# [SET TASK]
Could you return the material below line for line, unchanged?

______

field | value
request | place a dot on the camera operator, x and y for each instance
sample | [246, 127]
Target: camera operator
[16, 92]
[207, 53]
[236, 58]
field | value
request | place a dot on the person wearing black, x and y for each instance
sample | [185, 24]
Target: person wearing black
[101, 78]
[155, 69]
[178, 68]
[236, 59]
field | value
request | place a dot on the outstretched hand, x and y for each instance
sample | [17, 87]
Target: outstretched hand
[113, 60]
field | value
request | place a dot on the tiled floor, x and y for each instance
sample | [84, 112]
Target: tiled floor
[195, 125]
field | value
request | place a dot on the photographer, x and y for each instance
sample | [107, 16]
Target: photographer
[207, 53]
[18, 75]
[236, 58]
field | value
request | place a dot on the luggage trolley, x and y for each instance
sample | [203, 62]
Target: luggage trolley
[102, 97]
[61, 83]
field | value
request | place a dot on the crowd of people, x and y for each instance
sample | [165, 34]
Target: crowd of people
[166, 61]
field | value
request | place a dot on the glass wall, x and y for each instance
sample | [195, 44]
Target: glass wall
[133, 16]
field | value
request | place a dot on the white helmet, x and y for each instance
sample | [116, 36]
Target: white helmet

______

# [FINAL RESULT]
field | value
request | place a dot on the camera operator, x and y for each instance
sample | [246, 127]
Target: camera operator
[16, 92]
[207, 53]
[236, 58]
field | value
request | place a dot on the person wearing black, x and y for each instance
sample | [185, 24]
Target: person wearing black
[101, 78]
[155, 69]
[178, 68]
[236, 59]
field | value
request | place a dot on the outstretched hand, x and y for each instance
sample | [17, 87]
Target: outstretched hand
[113, 60]
field | value
request | place a dot on the tiled floor, x and y for each instance
sample | [84, 112]
Target: tiled floor
[195, 125]
field | value
request | place a dot on the photographer, x and y for each instance
sample | [107, 16]
Target: photographer
[207, 53]
[18, 75]
[236, 58]
field | value
request | place a dot on the luggage trolley, x and y for each instance
sample | [203, 62]
Target: luggage trolley
[102, 97]
[61, 83]
field | value
request | place a dot on the crowd of people, x and y for each instance
sample | [165, 34]
Target: crowd of people
[166, 61]
field | value
request | place a dot on the glass wall, x and y for each instance
sample | [195, 44]
Target: glass wall
[133, 16]
field | value
request | place a dot on the white helmet, x and y for each instance
sample | [116, 36]
Target: white helmet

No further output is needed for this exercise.